Your objective: Copy the records starting at the line that contains "# point at: blue" and ending at the line that contains "x=169, y=413", swapping "off-road tire" for "all-terrain tire" and changing nothing else. Leave the pictures out.

Data entries:
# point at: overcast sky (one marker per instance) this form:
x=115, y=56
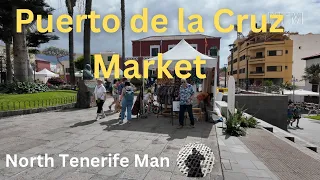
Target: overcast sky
x=307, y=11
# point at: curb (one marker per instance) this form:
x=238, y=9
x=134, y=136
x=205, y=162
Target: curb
x=37, y=110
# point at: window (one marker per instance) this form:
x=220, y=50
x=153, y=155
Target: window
x=171, y=46
x=274, y=68
x=235, y=60
x=154, y=50
x=314, y=88
x=275, y=53
x=259, y=55
x=259, y=69
x=213, y=51
x=195, y=46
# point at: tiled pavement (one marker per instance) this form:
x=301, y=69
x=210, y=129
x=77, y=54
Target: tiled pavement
x=75, y=132
x=261, y=155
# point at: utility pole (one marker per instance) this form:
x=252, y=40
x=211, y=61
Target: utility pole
x=231, y=46
x=225, y=75
x=247, y=74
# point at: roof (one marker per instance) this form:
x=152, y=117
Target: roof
x=176, y=37
x=51, y=59
x=311, y=57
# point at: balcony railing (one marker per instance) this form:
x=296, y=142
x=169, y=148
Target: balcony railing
x=258, y=57
x=256, y=72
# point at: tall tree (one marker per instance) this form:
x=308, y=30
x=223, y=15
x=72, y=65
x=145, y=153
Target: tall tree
x=312, y=74
x=87, y=32
x=58, y=53
x=123, y=24
x=22, y=67
x=70, y=5
x=6, y=36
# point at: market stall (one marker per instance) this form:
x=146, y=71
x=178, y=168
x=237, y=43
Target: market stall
x=169, y=88
x=44, y=75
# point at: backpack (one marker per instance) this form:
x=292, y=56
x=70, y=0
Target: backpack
x=129, y=95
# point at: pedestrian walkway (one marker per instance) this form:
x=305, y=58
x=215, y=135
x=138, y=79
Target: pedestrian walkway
x=75, y=132
x=308, y=130
x=261, y=155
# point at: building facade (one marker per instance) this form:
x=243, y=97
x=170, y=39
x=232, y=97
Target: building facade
x=303, y=46
x=151, y=46
x=310, y=60
x=267, y=56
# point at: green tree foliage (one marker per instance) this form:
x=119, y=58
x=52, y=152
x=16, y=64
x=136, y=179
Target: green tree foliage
x=79, y=63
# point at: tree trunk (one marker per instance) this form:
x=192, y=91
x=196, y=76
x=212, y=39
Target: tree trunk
x=71, y=47
x=8, y=62
x=87, y=31
x=20, y=51
x=123, y=23
x=318, y=97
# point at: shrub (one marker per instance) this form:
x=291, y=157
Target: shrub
x=56, y=81
x=23, y=88
x=136, y=82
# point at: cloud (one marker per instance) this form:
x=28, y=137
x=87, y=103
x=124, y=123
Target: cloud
x=103, y=41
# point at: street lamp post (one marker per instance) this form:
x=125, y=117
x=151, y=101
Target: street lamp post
x=225, y=75
x=247, y=74
x=231, y=46
x=293, y=87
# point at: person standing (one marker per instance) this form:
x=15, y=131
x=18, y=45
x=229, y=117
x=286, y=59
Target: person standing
x=115, y=93
x=186, y=95
x=296, y=115
x=126, y=100
x=100, y=94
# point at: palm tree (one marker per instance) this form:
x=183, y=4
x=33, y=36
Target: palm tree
x=70, y=5
x=87, y=31
x=312, y=74
x=123, y=23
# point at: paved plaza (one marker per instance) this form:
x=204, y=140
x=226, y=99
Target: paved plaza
x=75, y=132
x=258, y=156
x=309, y=130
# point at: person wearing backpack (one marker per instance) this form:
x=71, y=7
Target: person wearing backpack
x=126, y=100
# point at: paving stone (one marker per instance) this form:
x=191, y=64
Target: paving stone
x=138, y=173
x=235, y=176
x=158, y=175
x=77, y=175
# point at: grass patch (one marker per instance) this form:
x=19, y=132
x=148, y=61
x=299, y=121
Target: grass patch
x=37, y=100
x=314, y=117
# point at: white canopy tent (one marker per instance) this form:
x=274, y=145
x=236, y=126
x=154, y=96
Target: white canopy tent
x=299, y=94
x=184, y=51
x=44, y=75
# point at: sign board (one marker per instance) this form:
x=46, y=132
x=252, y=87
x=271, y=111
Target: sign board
x=231, y=95
x=91, y=84
x=176, y=106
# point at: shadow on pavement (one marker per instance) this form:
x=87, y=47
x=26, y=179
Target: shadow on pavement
x=161, y=125
x=84, y=123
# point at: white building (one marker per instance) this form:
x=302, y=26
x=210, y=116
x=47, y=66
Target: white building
x=303, y=46
x=310, y=60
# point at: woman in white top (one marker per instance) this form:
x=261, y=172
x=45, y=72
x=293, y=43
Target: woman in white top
x=100, y=93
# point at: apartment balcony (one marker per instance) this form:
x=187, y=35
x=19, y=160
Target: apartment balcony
x=257, y=60
x=256, y=73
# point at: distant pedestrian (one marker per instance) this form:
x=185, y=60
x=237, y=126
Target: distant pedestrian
x=115, y=94
x=186, y=96
x=126, y=100
x=290, y=114
x=296, y=115
x=100, y=93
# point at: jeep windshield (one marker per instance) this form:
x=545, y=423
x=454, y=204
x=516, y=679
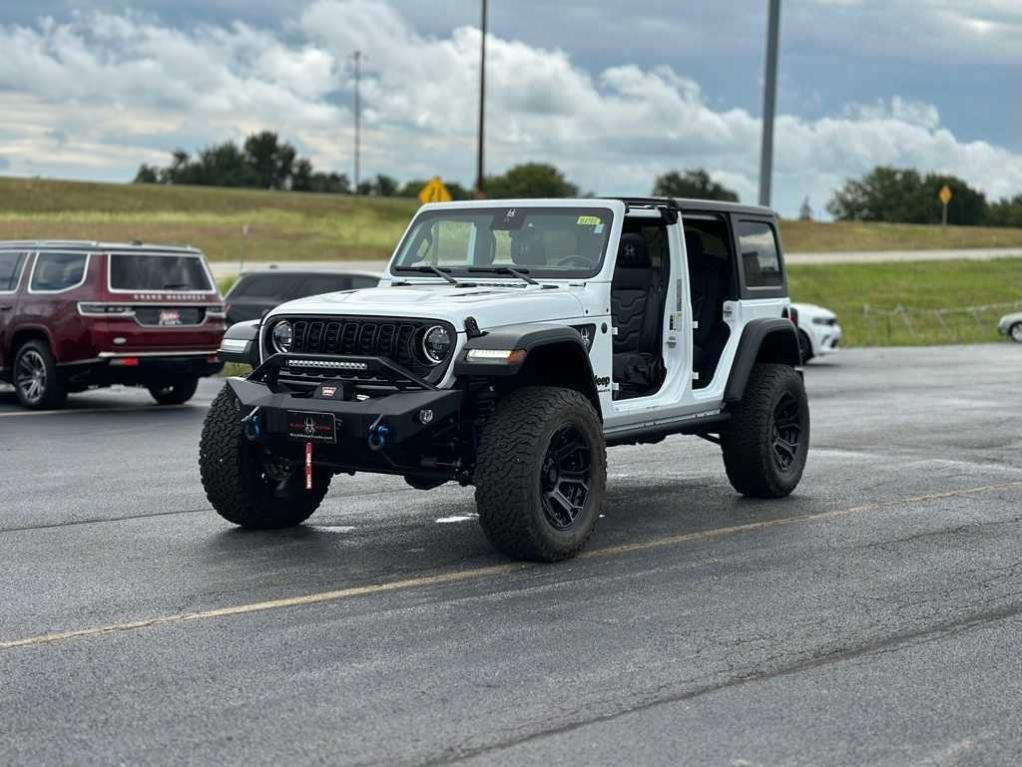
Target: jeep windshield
x=175, y=272
x=543, y=242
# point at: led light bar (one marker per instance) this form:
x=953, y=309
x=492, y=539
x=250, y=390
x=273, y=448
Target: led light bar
x=507, y=356
x=341, y=364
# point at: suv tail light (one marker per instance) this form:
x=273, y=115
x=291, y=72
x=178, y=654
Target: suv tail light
x=105, y=310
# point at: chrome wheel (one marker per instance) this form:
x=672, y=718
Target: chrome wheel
x=30, y=376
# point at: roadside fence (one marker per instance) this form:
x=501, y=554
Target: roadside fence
x=948, y=325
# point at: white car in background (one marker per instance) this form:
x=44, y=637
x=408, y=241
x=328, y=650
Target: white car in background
x=819, y=332
x=1011, y=325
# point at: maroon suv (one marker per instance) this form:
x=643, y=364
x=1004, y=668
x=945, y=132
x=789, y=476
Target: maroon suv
x=82, y=315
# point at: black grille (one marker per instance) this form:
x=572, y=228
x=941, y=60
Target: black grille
x=358, y=337
x=397, y=340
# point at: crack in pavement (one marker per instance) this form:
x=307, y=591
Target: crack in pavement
x=886, y=644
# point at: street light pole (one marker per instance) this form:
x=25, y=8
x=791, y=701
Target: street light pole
x=770, y=102
x=479, y=172
x=358, y=117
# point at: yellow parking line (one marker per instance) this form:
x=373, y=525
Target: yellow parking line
x=479, y=573
x=113, y=409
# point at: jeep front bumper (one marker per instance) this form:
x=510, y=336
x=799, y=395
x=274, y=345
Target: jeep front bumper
x=392, y=433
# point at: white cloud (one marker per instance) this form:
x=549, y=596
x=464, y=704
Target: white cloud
x=106, y=91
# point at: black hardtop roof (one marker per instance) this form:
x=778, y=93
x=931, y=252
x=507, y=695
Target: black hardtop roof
x=685, y=204
x=83, y=245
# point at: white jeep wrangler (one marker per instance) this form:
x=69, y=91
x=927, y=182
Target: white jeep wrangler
x=510, y=343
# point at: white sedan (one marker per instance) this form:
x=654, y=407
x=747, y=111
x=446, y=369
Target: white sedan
x=1011, y=325
x=819, y=332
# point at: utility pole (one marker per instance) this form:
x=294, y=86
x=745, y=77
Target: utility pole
x=358, y=116
x=770, y=101
x=479, y=172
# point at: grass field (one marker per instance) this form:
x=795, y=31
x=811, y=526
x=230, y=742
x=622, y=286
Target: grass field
x=307, y=227
x=910, y=304
x=289, y=225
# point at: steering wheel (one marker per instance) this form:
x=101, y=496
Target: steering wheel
x=579, y=261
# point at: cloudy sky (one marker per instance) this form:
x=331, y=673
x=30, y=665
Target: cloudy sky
x=611, y=92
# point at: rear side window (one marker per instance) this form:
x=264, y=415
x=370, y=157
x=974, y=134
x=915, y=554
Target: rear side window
x=149, y=272
x=11, y=265
x=760, y=258
x=58, y=271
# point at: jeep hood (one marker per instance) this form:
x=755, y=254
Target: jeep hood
x=491, y=305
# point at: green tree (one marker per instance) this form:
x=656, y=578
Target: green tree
x=968, y=206
x=147, y=174
x=902, y=195
x=1006, y=212
x=384, y=186
x=530, y=180
x=695, y=184
x=270, y=160
x=330, y=183
x=265, y=163
x=224, y=165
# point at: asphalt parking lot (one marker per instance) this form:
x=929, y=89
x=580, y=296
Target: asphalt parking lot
x=873, y=618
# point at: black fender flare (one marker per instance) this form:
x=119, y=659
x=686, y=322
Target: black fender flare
x=240, y=344
x=537, y=341
x=772, y=340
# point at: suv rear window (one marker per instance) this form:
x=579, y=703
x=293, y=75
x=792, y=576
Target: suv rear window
x=57, y=271
x=276, y=286
x=155, y=272
x=759, y=255
x=10, y=270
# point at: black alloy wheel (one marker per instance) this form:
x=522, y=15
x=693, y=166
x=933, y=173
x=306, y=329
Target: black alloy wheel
x=787, y=431
x=565, y=477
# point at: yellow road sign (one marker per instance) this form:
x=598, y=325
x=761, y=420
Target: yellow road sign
x=434, y=191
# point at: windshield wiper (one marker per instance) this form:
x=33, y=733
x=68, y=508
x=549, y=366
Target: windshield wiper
x=519, y=273
x=428, y=268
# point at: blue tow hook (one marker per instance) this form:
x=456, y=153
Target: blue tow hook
x=251, y=425
x=377, y=436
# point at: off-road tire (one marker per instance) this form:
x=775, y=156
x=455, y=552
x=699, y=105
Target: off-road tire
x=37, y=355
x=176, y=393
x=804, y=347
x=509, y=465
x=233, y=475
x=748, y=440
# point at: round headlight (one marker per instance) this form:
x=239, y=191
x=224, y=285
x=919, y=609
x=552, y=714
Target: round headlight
x=282, y=336
x=436, y=344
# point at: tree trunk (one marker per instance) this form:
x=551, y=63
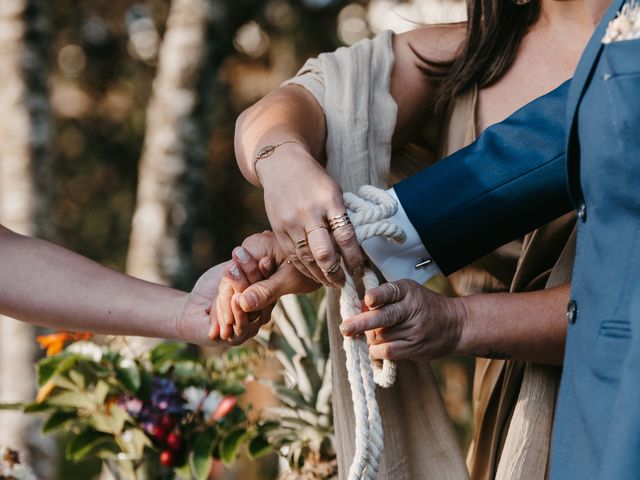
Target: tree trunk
x=25, y=162
x=169, y=198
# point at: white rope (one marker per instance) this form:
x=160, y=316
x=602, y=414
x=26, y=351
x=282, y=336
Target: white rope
x=369, y=212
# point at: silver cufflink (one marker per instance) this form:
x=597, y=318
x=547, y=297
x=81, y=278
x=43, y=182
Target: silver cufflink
x=423, y=262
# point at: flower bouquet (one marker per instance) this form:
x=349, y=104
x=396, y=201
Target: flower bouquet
x=169, y=413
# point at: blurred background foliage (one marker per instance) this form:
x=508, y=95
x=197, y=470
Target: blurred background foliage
x=103, y=58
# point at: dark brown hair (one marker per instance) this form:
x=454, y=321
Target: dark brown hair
x=495, y=29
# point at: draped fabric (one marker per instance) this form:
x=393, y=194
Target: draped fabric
x=513, y=401
x=352, y=86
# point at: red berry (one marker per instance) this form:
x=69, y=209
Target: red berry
x=167, y=422
x=159, y=433
x=224, y=408
x=174, y=441
x=166, y=458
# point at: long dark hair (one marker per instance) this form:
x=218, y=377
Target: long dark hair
x=495, y=29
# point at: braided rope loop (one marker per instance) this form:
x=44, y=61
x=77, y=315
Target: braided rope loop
x=369, y=212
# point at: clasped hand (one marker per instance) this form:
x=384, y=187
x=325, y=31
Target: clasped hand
x=407, y=321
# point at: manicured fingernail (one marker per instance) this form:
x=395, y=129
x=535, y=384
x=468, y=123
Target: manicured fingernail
x=250, y=300
x=358, y=272
x=213, y=333
x=266, y=264
x=371, y=300
x=234, y=271
x=242, y=254
x=346, y=329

Task result:
# point at: blue tow hook (one marker per instance) this form:
x=456, y=153
Target: blue tow hook
x=251, y=425
x=377, y=436
# point at: all-terrain tire (one marker per instance) this form:
x=775, y=156
x=455, y=552
x=699, y=105
Target: all-terrain tire
x=37, y=355
x=176, y=393
x=804, y=347
x=509, y=465
x=233, y=475
x=748, y=440
# point at: round headlight (one marker per instance) this form:
x=239, y=191
x=224, y=285
x=919, y=609
x=552, y=714
Target: round headlight
x=282, y=336
x=436, y=344
# point at: tree trunk (one marker per instance) this form:
x=551, y=63
Target: tree trunk
x=25, y=162
x=169, y=198
# point at: white rope (one marker per instance) this form:
x=160, y=316
x=602, y=414
x=26, y=351
x=282, y=336
Target: white rope
x=369, y=212
# point at: silver cufflink (one marker per instance) this form:
x=597, y=318
x=547, y=297
x=81, y=278
x=43, y=182
Target: silver cufflink
x=423, y=262
# point at: flower bouquet (one marker per instance) this form:
x=349, y=104
x=396, y=201
Target: flower bouquet
x=169, y=413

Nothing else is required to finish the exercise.